**Point localization data:**
►
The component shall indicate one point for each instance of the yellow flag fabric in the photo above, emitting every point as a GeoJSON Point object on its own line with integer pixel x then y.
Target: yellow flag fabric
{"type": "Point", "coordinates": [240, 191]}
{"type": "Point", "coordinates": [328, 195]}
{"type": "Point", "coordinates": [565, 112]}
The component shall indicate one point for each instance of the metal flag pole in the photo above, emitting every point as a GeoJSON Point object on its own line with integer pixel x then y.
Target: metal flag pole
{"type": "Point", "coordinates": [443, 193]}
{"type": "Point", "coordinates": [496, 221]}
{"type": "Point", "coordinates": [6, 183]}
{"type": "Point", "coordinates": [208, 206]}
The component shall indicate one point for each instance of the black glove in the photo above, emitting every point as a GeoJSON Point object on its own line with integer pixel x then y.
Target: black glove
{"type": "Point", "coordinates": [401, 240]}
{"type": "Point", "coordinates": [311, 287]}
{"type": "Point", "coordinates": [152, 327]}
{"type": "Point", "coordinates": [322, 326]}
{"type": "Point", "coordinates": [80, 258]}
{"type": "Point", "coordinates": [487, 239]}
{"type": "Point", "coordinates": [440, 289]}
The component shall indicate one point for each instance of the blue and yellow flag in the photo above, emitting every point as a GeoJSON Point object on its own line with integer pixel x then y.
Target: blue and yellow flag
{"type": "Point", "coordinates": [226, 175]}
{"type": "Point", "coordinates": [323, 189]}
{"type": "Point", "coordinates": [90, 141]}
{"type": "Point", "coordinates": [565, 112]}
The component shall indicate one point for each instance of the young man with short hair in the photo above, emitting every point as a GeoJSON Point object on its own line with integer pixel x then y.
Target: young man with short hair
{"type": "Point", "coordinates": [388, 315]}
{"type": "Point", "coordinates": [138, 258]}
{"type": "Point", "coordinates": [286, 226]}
◄
**WORK TASK:**
Give all of the entries again, exactly.

**OUTPUT OF THE EXERCISE:**
The component shall indicate one point for each instance of the yellow flag fabric in the photo above, emitting every point as a GeoJSON Point object on its own line with integer pixel x then y.
Target: yellow flag fabric
{"type": "Point", "coordinates": [240, 191]}
{"type": "Point", "coordinates": [328, 195]}
{"type": "Point", "coordinates": [565, 112]}
The component shall indicate one point for each instance of the metal flag pole in the photo above, emitting every point as a GeoJSON Point object on its own line with integer pixel x then y.
Target: metal flag pole
{"type": "Point", "coordinates": [443, 193]}
{"type": "Point", "coordinates": [496, 221]}
{"type": "Point", "coordinates": [6, 183]}
{"type": "Point", "coordinates": [208, 206]}
The component shall indicate one point for each instance of the black glove in the photo above, emitting every point as a GeoJSON Point object on its own line with integer pixel x then y.
Target: black glove
{"type": "Point", "coordinates": [401, 240]}
{"type": "Point", "coordinates": [311, 287]}
{"type": "Point", "coordinates": [152, 327]}
{"type": "Point", "coordinates": [322, 326]}
{"type": "Point", "coordinates": [80, 258]}
{"type": "Point", "coordinates": [487, 239]}
{"type": "Point", "coordinates": [440, 289]}
The component shall indicate one point for each instance of the blue and yellow flag in the photo above, emitting every point as a GeoJSON Point object on its own line with integer pixel x then y.
Target: blue and yellow flag
{"type": "Point", "coordinates": [226, 175]}
{"type": "Point", "coordinates": [323, 189]}
{"type": "Point", "coordinates": [90, 141]}
{"type": "Point", "coordinates": [565, 112]}
The component shall indicate one point for each instance of the young man with short hair in the photo above, emitting every point as a GeoJSON Point object on its own line with integer pixel x then y.
Target: young man with short hair
{"type": "Point", "coordinates": [388, 315]}
{"type": "Point", "coordinates": [138, 258]}
{"type": "Point", "coordinates": [286, 226]}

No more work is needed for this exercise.